▶ **Records shown**
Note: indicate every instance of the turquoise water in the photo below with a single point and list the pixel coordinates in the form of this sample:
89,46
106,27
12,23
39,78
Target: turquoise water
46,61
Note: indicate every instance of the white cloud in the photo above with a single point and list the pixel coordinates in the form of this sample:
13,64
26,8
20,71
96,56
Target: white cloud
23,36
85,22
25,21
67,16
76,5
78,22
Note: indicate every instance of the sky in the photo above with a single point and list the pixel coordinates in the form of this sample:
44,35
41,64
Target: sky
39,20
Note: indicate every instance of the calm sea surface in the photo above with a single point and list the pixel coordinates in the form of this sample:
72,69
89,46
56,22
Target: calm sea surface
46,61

▶ **Instructions for the task**
Every line of the material must be given again exactly.

▶ **Answer for the task**
Note: indicate every instance of the turquoise water in the photo below with a single point and list the pixel coordinates in the form of this sample:
89,46
106,27
12,23
39,78
Target: turquoise water
46,61
Note: indicate every instance of the white cloud in the photo above with a single point and list the pixel coordinates in the form of this sample:
13,64
26,8
20,71
96,56
Target: white cloud
23,36
85,22
25,21
67,16
76,5
78,22
Note: indicate every instance of the sky in the photo above with a single point and list the pixel coordinates in the form of this sample:
44,35
41,64
Target: sky
39,20
Note: indicate every instance of the calm sea surface in the photo above with a single point and list the pixel coordinates in the form of this sample:
72,69
89,46
56,22
Target: calm sea surface
46,61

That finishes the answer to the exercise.